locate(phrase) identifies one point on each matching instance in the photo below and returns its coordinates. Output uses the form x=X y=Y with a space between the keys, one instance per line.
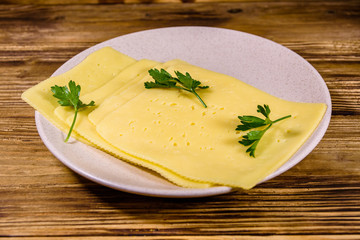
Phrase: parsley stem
x=277 y=120
x=72 y=125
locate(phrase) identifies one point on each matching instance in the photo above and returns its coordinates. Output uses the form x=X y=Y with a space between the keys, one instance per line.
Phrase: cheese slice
x=86 y=131
x=95 y=70
x=170 y=128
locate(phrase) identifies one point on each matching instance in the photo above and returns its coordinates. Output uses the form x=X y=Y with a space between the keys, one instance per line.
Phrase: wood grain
x=42 y=199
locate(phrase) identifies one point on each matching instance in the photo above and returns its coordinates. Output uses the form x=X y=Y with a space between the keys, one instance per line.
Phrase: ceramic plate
x=255 y=60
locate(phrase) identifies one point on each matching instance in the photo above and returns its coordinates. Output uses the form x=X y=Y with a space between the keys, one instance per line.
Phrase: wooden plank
x=41 y=198
x=321 y=194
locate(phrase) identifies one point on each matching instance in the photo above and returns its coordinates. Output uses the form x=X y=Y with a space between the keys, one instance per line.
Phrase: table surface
x=41 y=198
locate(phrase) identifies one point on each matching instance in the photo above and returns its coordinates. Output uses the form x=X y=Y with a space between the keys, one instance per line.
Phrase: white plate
x=255 y=60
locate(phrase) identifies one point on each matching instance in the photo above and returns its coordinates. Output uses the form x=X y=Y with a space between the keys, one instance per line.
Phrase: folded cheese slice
x=94 y=71
x=170 y=128
x=86 y=131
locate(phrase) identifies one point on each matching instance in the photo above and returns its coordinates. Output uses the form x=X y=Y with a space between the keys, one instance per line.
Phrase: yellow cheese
x=84 y=130
x=98 y=68
x=171 y=128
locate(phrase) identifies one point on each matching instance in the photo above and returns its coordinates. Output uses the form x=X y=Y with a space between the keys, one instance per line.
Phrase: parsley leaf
x=70 y=97
x=252 y=138
x=163 y=79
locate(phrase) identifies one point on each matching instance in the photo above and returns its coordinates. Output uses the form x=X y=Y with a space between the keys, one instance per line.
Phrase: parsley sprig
x=70 y=97
x=252 y=138
x=163 y=79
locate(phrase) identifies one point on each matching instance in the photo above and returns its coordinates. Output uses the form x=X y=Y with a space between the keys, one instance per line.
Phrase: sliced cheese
x=94 y=71
x=171 y=128
x=84 y=129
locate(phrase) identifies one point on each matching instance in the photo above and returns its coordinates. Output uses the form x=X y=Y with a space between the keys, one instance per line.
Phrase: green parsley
x=70 y=97
x=163 y=79
x=252 y=138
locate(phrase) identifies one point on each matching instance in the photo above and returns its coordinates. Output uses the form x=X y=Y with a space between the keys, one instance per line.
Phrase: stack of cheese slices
x=168 y=130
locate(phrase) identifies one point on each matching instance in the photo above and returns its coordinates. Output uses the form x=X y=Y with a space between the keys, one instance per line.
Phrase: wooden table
x=41 y=198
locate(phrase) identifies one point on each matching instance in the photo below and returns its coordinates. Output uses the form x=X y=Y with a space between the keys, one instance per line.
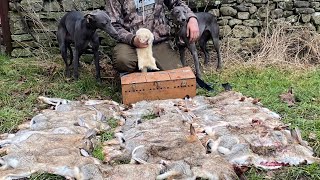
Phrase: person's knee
x=124 y=58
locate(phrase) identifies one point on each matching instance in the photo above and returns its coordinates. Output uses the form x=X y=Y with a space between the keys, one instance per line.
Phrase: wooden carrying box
x=176 y=83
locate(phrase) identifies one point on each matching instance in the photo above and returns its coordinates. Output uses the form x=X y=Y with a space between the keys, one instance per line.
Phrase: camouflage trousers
x=125 y=57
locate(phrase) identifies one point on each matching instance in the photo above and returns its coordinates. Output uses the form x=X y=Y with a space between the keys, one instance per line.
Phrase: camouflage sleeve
x=114 y=7
x=173 y=3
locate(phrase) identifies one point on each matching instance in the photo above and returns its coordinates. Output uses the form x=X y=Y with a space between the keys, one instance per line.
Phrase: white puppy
x=145 y=58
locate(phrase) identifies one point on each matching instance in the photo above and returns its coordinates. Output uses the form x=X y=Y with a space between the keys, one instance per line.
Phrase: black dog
x=209 y=29
x=76 y=28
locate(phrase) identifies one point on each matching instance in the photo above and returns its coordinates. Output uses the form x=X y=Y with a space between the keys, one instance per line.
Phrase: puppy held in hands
x=145 y=58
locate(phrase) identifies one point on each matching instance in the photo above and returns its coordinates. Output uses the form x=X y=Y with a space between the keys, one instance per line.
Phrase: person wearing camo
x=127 y=16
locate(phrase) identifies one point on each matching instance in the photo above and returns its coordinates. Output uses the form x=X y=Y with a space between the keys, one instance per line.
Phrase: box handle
x=157 y=83
x=183 y=83
x=133 y=87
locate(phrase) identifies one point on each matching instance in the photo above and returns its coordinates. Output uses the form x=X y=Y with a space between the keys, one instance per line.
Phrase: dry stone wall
x=240 y=21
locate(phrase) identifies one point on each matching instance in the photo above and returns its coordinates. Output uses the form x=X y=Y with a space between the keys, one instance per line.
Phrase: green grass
x=23 y=80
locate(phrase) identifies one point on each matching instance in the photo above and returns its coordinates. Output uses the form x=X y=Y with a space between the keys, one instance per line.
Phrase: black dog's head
x=179 y=14
x=99 y=19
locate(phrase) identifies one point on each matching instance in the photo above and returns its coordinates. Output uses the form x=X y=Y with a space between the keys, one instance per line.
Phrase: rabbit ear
x=192 y=130
x=296 y=135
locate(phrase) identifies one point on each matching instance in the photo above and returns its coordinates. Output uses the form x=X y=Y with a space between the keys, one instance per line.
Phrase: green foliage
x=23 y=80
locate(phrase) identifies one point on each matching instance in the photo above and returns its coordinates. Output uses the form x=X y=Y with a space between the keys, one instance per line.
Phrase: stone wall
x=240 y=21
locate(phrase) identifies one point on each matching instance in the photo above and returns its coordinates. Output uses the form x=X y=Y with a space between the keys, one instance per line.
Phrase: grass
x=23 y=80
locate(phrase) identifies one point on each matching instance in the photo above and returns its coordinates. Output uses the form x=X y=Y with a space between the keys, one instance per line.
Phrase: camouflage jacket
x=127 y=16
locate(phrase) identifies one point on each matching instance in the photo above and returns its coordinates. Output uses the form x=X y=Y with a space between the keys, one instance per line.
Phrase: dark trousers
x=125 y=57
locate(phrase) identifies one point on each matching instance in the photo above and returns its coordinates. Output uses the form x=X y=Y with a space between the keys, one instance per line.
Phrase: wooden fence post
x=4 y=13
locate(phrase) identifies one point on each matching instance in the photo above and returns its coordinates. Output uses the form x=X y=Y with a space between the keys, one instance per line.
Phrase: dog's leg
x=95 y=49
x=193 y=50
x=215 y=39
x=203 y=46
x=71 y=54
x=182 y=51
x=76 y=57
x=61 y=36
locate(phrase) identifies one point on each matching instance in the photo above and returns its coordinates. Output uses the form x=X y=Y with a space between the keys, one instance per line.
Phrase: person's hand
x=192 y=29
x=138 y=44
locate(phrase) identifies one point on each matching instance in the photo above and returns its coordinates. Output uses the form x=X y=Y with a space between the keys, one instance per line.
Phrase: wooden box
x=176 y=83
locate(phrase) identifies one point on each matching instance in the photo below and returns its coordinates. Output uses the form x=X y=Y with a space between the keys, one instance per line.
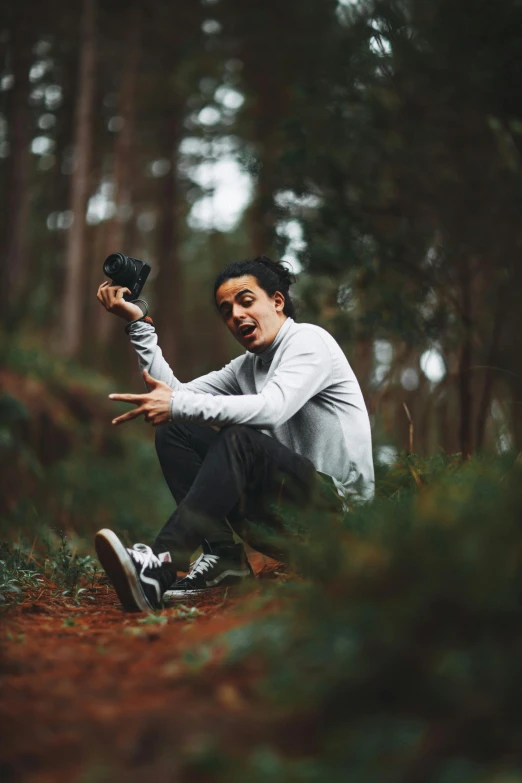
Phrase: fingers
x=109 y=294
x=135 y=398
x=128 y=416
x=149 y=379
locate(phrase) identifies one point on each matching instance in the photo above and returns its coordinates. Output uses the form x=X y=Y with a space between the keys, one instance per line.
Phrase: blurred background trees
x=374 y=145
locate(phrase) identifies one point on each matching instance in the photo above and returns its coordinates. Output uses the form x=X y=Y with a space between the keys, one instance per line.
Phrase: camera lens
x=120 y=269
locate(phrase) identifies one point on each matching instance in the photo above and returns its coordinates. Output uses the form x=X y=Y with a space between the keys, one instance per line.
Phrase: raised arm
x=305 y=369
x=150 y=357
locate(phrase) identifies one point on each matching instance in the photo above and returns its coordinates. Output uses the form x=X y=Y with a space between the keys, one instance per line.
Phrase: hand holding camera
x=112 y=298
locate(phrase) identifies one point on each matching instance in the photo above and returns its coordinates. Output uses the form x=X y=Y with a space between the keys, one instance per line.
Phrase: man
x=268 y=428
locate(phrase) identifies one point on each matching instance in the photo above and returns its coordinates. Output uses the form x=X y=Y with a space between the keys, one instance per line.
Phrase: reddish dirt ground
x=89 y=694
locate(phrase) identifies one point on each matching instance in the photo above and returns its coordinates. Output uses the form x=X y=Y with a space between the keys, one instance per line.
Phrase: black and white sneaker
x=138 y=575
x=220 y=565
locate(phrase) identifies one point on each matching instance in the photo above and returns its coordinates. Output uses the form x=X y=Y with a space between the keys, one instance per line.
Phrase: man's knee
x=237 y=434
x=167 y=435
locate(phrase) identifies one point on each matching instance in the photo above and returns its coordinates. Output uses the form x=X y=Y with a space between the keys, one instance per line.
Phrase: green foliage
x=68 y=572
x=406 y=641
x=66 y=467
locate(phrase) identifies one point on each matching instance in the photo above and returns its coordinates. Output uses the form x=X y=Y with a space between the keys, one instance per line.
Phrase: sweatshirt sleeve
x=304 y=370
x=150 y=357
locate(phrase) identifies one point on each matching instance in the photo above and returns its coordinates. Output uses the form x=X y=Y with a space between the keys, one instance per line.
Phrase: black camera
x=126 y=272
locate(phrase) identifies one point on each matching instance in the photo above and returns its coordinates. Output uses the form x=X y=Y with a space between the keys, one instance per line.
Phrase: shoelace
x=144 y=556
x=202 y=564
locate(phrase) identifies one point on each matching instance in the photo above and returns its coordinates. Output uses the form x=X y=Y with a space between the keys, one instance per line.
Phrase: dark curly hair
x=271 y=275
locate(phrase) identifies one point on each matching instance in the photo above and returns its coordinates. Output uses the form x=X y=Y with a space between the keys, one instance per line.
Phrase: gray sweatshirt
x=300 y=390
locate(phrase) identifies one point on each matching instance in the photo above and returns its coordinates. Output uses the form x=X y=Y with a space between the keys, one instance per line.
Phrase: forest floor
x=91 y=694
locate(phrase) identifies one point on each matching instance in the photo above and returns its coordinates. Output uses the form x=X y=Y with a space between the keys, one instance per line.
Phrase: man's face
x=252 y=316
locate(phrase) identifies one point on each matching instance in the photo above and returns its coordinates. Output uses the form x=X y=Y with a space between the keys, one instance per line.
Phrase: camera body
x=127 y=272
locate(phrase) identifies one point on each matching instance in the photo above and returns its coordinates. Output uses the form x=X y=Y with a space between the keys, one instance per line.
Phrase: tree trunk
x=491 y=360
x=169 y=282
x=74 y=272
x=466 y=351
x=16 y=232
x=116 y=233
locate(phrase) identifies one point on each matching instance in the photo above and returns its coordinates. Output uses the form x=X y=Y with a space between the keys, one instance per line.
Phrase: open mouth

________________________

Stated goal -
Keep only the lines above that contain the string "cheese", matching case exactly, and copy each one out.

Output -
Phrase: cheese slice
Phrase: folded cheese slice
Phrase: yellow cheese
Phrase: sliced cheese
Phrase: stack of cheese slices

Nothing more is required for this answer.